→ **Supplied material**

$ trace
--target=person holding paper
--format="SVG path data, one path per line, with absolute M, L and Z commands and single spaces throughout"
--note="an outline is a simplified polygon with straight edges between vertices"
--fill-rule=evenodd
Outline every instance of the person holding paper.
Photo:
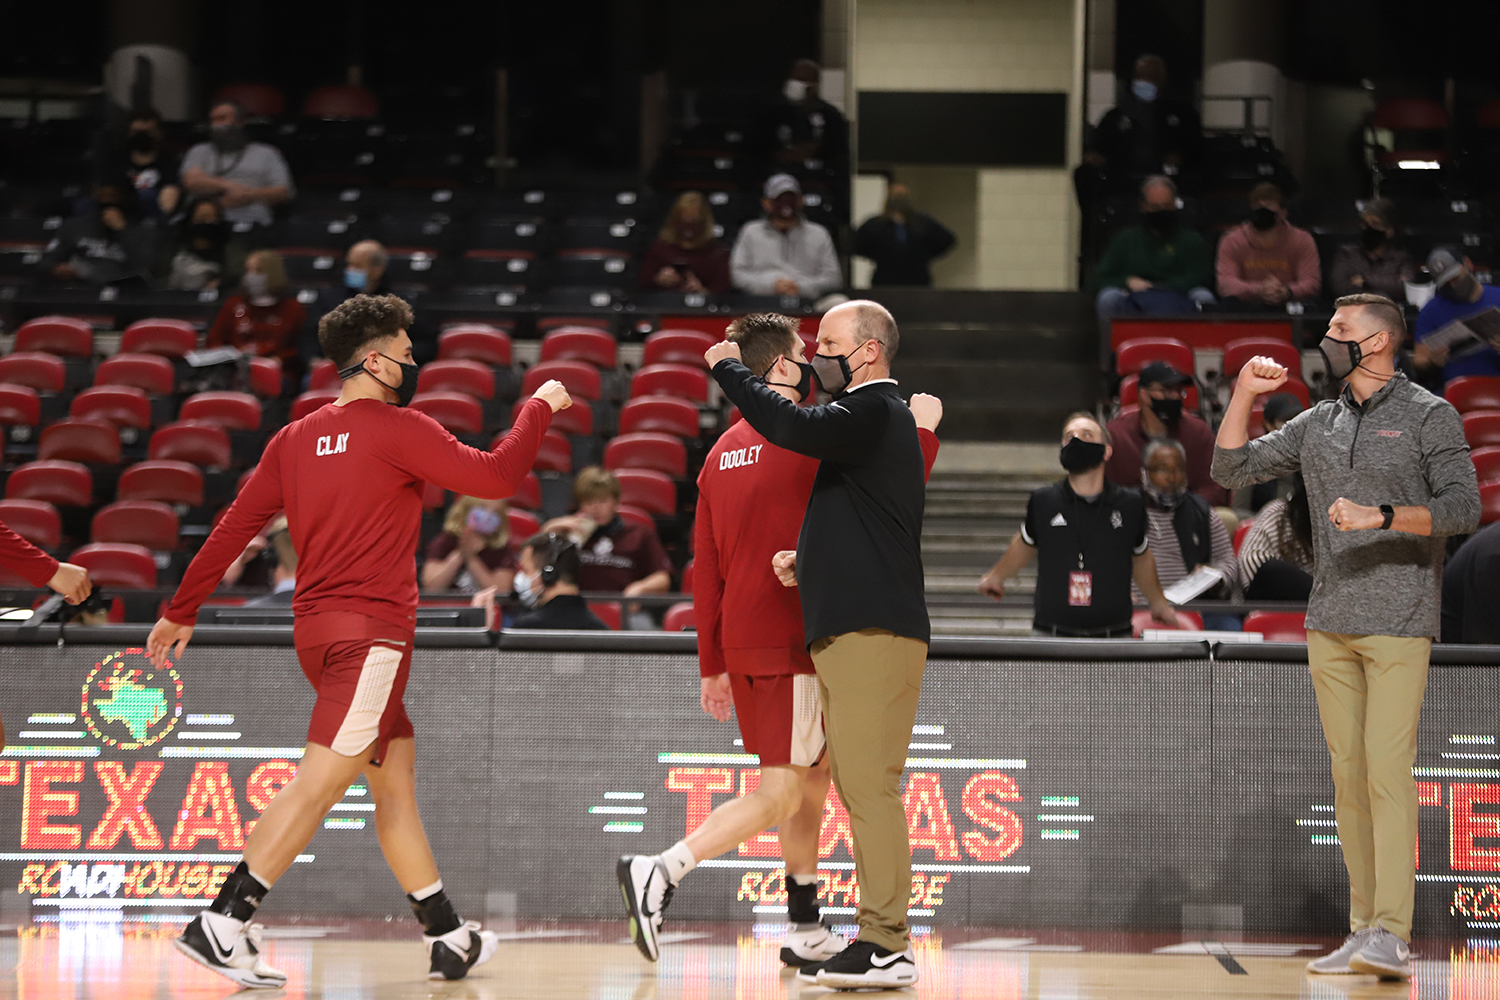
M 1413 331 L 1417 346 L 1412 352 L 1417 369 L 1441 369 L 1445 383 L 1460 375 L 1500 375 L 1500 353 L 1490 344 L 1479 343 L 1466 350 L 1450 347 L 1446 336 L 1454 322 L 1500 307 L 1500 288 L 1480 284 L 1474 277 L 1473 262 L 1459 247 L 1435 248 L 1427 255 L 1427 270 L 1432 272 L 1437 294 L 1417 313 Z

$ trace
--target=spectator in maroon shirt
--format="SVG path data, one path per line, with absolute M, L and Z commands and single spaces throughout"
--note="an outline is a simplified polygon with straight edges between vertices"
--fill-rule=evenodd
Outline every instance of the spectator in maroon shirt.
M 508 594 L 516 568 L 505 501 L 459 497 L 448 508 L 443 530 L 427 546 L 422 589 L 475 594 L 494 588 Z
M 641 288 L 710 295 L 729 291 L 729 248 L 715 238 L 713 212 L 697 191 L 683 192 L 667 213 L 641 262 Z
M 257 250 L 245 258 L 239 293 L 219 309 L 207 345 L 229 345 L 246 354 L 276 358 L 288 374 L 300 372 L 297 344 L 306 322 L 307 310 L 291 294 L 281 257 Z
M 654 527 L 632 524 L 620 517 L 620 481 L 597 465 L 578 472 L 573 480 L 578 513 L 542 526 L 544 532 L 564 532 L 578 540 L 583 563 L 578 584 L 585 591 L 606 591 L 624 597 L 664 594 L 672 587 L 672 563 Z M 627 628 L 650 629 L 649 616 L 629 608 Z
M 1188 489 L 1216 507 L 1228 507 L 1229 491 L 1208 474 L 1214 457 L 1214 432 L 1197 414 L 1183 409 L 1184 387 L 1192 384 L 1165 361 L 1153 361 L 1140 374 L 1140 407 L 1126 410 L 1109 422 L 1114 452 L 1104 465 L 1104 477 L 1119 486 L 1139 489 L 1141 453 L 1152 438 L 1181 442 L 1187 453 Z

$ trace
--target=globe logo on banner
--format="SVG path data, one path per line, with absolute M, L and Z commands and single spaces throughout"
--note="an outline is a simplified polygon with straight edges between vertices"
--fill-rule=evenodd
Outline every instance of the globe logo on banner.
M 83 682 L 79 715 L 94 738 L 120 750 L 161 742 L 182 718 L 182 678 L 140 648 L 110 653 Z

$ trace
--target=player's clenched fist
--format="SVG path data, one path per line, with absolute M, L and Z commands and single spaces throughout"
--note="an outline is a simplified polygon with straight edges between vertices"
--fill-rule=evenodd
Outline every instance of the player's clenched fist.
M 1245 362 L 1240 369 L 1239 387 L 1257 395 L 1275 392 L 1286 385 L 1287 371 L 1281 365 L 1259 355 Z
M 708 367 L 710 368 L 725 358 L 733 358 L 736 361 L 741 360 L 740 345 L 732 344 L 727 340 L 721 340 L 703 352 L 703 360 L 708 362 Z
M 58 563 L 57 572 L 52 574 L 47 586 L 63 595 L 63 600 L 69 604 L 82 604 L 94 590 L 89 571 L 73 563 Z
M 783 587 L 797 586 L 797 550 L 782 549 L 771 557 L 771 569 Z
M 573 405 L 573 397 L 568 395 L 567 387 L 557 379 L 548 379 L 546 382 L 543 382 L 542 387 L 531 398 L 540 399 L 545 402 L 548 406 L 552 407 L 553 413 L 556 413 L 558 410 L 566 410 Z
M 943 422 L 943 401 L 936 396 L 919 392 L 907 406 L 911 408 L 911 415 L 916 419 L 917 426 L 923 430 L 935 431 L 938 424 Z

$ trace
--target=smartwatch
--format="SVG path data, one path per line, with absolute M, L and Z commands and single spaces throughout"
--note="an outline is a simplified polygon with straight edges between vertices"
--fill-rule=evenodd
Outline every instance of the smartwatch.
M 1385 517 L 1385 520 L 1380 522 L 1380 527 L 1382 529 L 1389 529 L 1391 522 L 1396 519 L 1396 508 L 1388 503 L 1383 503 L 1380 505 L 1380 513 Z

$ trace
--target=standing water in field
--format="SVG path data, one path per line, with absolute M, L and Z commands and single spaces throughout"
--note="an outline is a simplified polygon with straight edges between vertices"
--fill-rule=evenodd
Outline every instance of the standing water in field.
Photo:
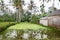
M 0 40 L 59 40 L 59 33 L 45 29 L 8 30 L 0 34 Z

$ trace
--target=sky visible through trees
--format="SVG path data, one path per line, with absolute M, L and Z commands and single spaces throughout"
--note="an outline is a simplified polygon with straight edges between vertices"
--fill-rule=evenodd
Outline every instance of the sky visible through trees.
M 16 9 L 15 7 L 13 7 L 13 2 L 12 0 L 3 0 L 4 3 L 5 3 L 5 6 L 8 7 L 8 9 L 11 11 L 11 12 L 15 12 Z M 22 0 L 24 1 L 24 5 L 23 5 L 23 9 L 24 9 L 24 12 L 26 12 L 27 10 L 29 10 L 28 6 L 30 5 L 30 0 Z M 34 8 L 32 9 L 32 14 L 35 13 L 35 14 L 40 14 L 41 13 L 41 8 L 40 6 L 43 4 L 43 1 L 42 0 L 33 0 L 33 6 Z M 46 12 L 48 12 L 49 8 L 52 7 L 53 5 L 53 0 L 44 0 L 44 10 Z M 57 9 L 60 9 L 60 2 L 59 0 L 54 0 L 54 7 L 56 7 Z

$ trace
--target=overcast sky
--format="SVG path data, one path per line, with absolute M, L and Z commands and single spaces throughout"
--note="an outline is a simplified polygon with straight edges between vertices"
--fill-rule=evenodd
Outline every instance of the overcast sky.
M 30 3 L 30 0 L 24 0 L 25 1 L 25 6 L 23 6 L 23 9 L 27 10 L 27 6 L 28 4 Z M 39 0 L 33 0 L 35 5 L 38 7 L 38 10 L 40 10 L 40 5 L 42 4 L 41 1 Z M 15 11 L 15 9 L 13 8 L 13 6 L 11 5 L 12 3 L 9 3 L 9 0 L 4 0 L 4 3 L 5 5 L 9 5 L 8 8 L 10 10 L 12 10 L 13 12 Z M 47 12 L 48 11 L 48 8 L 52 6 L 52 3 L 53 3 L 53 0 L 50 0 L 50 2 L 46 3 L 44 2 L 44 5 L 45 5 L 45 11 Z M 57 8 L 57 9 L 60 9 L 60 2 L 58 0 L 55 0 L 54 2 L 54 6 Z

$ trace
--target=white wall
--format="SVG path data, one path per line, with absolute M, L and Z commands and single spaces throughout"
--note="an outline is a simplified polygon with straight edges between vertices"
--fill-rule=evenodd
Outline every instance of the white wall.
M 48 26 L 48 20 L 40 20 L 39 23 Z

→ **Aim of the task**
Write down exactly the span of lines above from the one containing "--target=player's clenched fist" to the one containing "--target=standing water in field", both ends included.

→ **Result below**
--target=player's clenched fist
--format="SVG path data, one path per line, with absolute M, L and Z commands and single spaces throughout"
--note="an outline is a simplified polygon with straight edges between vertices"
--fill-rule=evenodd
Outline every instance of the player's clenched fist.
M 1245 362 L 1240 369 L 1239 387 L 1257 395 L 1275 392 L 1286 385 L 1287 371 L 1281 365 L 1259 355 Z
M 708 367 L 710 368 L 725 358 L 733 358 L 736 361 L 741 360 L 740 345 L 732 344 L 727 340 L 721 340 L 703 352 L 703 360 L 708 362 Z
M 58 563 L 57 572 L 52 574 L 47 586 L 63 595 L 63 600 L 69 604 L 82 604 L 94 590 L 89 571 L 73 563 Z
M 783 587 L 797 586 L 797 550 L 782 549 L 771 557 L 771 569 Z
M 573 405 L 573 397 L 568 395 L 567 387 L 557 379 L 548 379 L 546 382 L 543 382 L 542 387 L 531 398 L 540 399 L 545 402 L 548 406 L 552 407 L 553 413 L 556 413 L 558 410 L 566 410 Z
M 943 422 L 943 401 L 936 396 L 919 392 L 907 406 L 911 408 L 911 415 L 916 419 L 917 426 L 923 430 L 935 431 L 938 424 Z

$ trace
--target=smartwatch
--format="SVG path data, one path per line, with absolute M, L and Z commands and single spaces throughout"
--note="an outline is a simplified polygon with straight edges between vertices"
--fill-rule=evenodd
Outline every instance of the smartwatch.
M 1385 517 L 1385 520 L 1380 522 L 1380 527 L 1382 529 L 1389 529 L 1391 522 L 1396 519 L 1396 508 L 1388 503 L 1383 503 L 1380 505 L 1380 513 Z

$ trace
--target=standing water in field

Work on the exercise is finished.